_Document text_
□ □ □ □ □ □ □
Introduction

The detection rate of pulmonary nodules has increased in recent years with the development of computed tomography (CT) scanning, imaging reconstruction and artificial intelligence technologies [1]. Solitary pulmonary nodules are usually classified as malignant or benign nodules. However, both types of nodules share similar imaging features, such as signs of lobulated and spiculated margins [2, 3]. Thus, it is difficult to differentiate malignant from benign nodules using conventional imaging methods alone. Radiomics can extract a large quantity of imaging features from CT, MRI, PET-CT, or other databases via high-through put extraction and can be used to analyse the correlation between these features and underlying pathological changes of disease [4,5,6]. Radiomics therefore not only plays an important role in the differentiation of malignant from benign tumours but also in metastasis prediction, pathological grading, malignancy staging, and therapeutic effect monitoring [7,8,9,10], as it can reflect the heterogeneity within tumours and improve the diagnostic accuracy.

Gemstone spectral imaging (GSI) allows for the simultaneous acquisition of data at two different energy levels; the concept of GSI is based on the fact that tissues of different compositions exhibit variable attenuation characteristics under different X-ray energy irradiation [11]. Compared to conventional CT, with GSI, the original single-parameter image is transformed into a multiparameter image, and the mixed-energy image is transformed into a single-energy image [12]. GSI is thus one of the most promising imaging modes in clinical practice [13], as it can realize accurate material decomposition images, such as water- and iodine-based material decomposition [14].
□ □ □ □ □ □ □
_Data records_
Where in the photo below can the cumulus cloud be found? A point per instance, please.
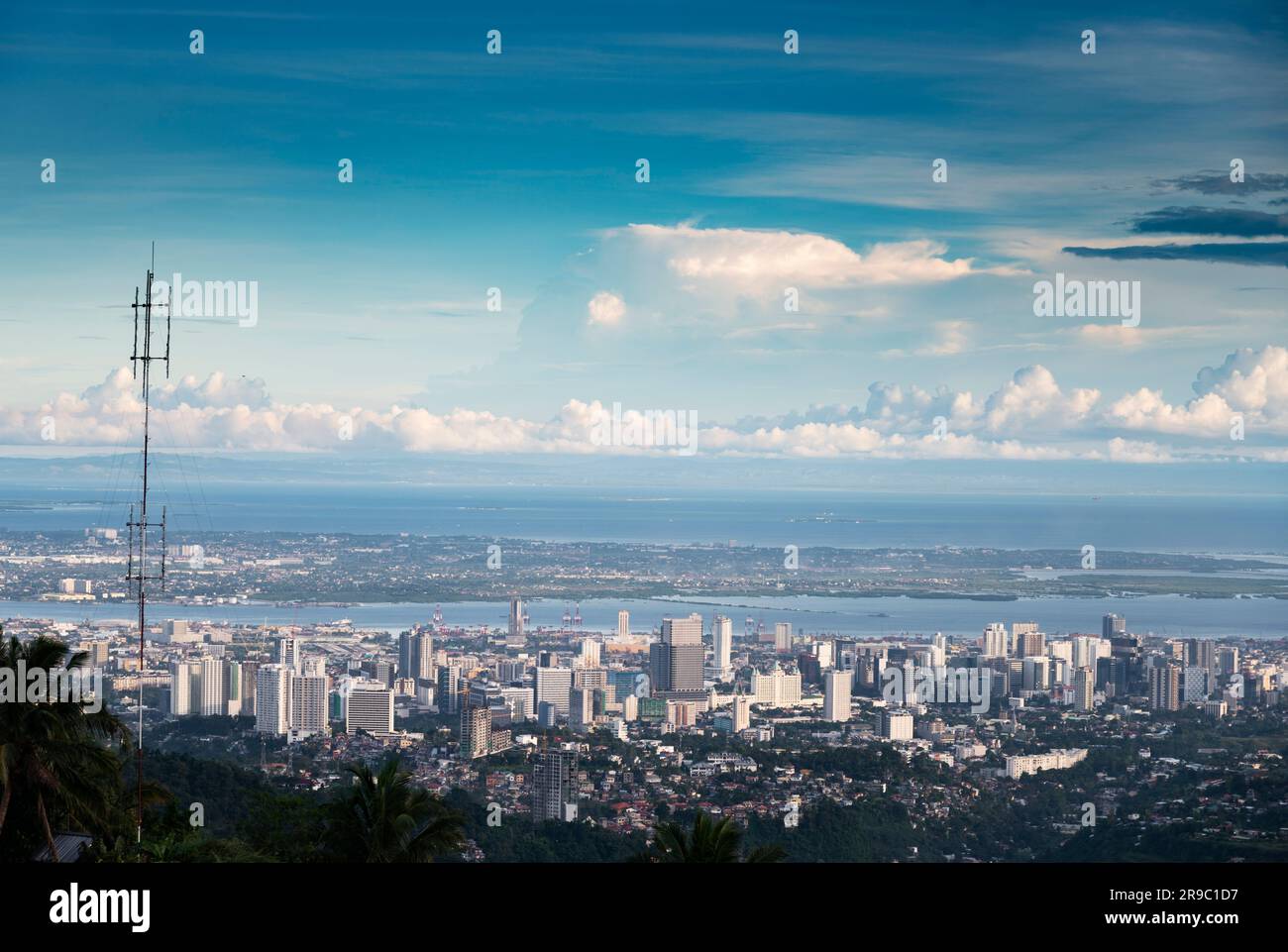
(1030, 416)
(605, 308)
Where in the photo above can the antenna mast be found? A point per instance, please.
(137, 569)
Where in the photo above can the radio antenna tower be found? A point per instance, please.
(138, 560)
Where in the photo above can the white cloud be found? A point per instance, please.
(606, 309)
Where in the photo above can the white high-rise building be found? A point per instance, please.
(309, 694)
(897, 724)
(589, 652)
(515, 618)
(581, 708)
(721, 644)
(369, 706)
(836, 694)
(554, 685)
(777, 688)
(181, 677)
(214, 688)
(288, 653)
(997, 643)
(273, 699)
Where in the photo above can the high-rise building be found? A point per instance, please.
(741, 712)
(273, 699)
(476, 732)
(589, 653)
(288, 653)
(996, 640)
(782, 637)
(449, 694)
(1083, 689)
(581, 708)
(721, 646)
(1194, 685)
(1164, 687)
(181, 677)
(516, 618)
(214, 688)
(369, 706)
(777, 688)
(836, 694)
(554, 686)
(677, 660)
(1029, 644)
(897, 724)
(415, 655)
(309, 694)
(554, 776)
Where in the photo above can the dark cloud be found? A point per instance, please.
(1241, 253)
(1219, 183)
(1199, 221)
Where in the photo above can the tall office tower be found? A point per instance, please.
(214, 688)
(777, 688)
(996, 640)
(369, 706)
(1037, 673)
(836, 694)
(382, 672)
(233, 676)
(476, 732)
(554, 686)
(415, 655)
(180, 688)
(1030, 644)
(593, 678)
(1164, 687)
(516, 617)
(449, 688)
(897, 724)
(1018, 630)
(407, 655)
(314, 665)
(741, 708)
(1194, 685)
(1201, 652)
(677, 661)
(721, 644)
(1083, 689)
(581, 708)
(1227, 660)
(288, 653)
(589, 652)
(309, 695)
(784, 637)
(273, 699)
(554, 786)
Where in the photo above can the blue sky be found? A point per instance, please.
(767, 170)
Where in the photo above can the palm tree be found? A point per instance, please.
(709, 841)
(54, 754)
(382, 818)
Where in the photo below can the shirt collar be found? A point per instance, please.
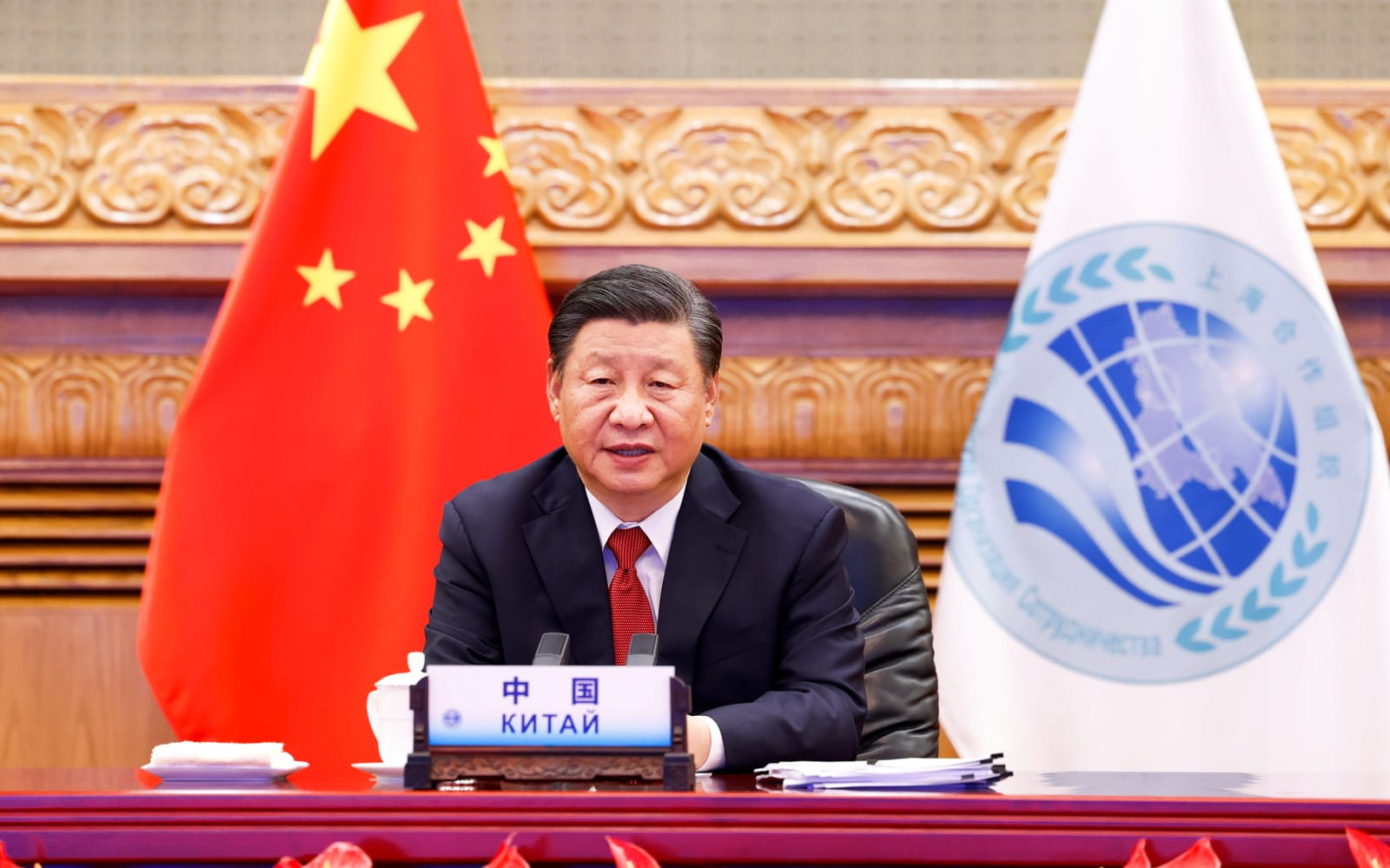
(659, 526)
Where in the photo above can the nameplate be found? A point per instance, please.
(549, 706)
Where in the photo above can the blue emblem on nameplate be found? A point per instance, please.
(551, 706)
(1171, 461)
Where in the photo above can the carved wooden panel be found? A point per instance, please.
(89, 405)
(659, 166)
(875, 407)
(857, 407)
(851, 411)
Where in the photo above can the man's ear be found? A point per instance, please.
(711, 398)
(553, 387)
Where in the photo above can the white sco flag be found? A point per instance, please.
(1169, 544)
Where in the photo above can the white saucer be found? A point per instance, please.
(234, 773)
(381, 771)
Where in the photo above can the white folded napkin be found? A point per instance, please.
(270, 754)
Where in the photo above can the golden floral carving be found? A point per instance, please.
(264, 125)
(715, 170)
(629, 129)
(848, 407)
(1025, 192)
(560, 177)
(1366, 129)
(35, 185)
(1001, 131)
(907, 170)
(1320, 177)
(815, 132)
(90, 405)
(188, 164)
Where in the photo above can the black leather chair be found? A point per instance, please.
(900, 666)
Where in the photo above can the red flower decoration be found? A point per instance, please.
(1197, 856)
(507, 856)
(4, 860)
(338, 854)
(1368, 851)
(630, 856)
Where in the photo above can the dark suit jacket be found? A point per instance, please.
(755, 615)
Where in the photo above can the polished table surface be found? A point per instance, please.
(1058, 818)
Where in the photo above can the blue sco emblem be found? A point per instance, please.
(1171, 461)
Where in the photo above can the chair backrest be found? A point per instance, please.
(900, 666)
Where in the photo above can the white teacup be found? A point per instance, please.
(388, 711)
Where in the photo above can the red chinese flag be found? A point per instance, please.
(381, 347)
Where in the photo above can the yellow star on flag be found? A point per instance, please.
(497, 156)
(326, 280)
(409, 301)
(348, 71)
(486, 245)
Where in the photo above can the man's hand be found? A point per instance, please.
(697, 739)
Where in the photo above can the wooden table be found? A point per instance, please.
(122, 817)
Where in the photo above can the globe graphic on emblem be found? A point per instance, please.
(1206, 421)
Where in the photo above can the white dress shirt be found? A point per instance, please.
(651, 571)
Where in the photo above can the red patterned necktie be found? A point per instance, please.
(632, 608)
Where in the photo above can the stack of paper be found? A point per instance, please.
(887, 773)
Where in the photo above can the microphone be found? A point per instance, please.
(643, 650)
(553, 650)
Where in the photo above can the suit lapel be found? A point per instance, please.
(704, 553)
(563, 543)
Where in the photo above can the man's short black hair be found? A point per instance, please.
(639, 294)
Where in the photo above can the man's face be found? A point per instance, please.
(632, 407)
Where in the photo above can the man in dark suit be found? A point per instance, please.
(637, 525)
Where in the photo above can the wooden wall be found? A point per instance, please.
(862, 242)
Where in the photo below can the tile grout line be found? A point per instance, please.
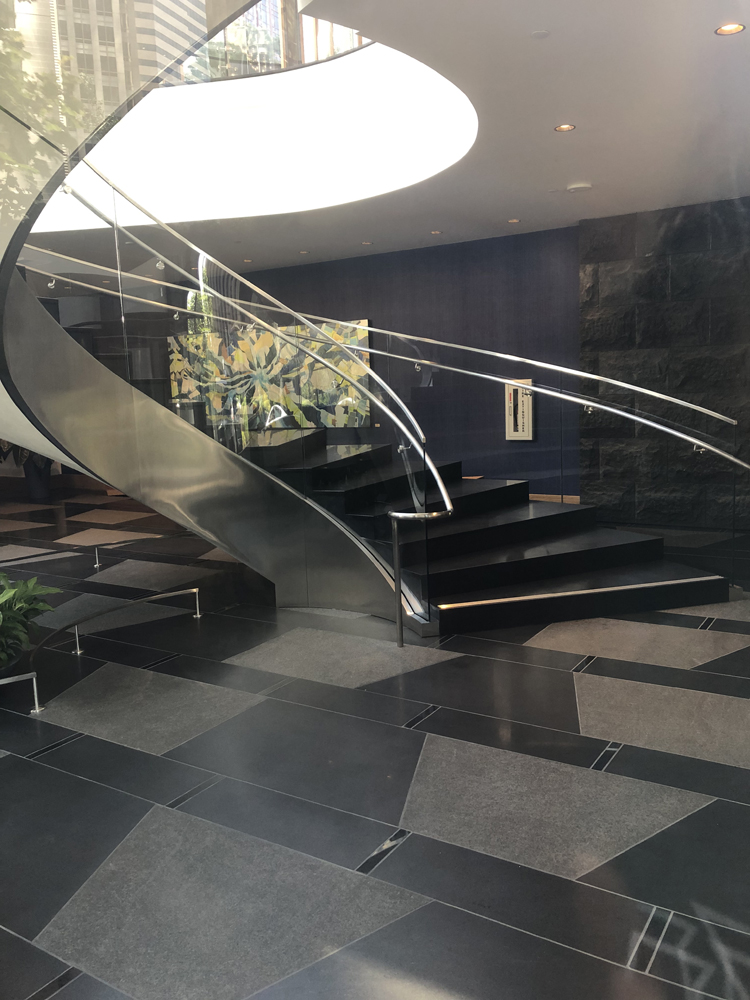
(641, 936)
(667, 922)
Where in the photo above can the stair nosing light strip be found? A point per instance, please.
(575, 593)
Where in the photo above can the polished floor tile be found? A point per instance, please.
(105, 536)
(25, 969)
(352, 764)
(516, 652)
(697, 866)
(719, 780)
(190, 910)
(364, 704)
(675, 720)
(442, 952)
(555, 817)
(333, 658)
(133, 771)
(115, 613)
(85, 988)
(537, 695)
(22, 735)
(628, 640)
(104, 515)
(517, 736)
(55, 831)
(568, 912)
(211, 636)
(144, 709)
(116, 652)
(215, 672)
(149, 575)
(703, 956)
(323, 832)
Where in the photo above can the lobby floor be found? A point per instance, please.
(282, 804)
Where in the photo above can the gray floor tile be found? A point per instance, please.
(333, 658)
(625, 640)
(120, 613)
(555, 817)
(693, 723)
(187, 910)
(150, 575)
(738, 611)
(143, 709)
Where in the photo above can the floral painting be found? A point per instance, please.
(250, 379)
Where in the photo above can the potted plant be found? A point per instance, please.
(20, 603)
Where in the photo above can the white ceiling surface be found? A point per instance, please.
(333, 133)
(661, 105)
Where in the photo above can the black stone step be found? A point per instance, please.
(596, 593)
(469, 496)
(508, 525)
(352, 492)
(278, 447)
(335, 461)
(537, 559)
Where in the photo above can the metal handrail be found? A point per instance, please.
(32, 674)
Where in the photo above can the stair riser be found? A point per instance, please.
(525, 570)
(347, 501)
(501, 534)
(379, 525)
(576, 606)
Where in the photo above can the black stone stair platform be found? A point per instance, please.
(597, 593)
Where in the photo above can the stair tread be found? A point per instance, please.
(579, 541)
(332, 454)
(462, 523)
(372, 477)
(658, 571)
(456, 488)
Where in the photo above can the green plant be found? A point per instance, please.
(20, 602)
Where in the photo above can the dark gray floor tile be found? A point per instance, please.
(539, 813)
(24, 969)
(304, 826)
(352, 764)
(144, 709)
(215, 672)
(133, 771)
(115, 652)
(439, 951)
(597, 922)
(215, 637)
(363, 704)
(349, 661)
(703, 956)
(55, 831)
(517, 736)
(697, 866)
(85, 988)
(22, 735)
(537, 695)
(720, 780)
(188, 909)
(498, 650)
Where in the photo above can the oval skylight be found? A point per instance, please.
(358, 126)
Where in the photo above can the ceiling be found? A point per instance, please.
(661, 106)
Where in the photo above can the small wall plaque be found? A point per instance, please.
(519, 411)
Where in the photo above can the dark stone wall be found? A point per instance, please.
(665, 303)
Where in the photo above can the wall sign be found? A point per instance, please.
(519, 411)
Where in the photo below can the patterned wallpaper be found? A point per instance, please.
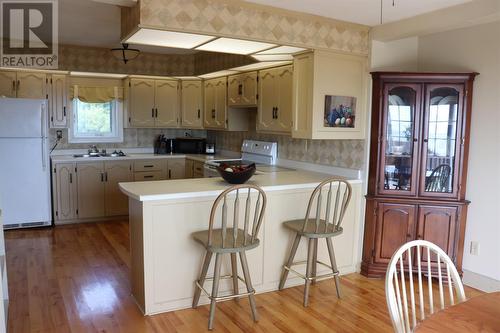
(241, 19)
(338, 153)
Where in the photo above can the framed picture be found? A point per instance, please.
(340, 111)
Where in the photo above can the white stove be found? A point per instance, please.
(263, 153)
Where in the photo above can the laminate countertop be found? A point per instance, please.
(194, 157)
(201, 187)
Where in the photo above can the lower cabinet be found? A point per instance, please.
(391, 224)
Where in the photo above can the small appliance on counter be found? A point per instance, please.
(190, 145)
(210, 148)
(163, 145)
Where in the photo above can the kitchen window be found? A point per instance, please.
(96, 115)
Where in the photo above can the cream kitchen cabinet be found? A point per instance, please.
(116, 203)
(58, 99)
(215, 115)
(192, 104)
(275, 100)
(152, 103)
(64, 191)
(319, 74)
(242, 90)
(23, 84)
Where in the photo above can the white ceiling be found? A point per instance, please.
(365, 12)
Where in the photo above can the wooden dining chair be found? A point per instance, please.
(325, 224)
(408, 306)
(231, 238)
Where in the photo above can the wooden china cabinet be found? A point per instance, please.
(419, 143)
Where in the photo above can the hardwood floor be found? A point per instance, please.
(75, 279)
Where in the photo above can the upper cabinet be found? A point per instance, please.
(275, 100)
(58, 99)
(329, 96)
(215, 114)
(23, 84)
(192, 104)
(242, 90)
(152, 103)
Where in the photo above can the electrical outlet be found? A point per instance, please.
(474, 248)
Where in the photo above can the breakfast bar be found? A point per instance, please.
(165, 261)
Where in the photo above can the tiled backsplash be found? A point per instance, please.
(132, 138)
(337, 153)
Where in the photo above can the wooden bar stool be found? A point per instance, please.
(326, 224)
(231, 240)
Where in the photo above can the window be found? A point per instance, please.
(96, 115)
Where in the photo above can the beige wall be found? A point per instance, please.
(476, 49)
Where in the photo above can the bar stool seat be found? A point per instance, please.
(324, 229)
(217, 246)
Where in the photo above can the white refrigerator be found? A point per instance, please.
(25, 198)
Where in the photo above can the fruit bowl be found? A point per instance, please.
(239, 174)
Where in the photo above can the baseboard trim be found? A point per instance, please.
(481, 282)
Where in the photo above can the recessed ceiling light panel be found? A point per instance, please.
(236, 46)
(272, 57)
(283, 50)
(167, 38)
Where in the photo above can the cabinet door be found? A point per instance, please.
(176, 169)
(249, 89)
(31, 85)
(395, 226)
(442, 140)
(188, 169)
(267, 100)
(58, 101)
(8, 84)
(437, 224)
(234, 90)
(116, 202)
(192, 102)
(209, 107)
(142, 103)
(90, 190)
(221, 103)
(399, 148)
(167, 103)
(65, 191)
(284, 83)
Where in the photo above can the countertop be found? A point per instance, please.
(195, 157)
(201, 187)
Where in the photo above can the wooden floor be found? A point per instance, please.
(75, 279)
□ □ □ □ □ □ □
_Explore the material_
A) Please rewrite the introduction's paragraph beginning "Gemstone spectral imaging (GSI) allows" as a short bulleted list that keeps its main facts.
B) In the introduction, which imaging features do malignant and benign pulmonary nodules share?

_Task-by-task solutions_
A)
- GSI acquires data at two different energy levels at the same time.
- It works because tissues of different compositions attenuate X-rays differently at different energies.
- Compared with conventional CT, it turns a single-parameter image into a multiparameter image and a mixed-energy image into a single-energy image.
- It can produce accurate material decomposition images, such as water- and iodine-based ones, which makes it one of the most promising imaging modes in clinical practice.

B) Signs of lobulated and spiculated margins.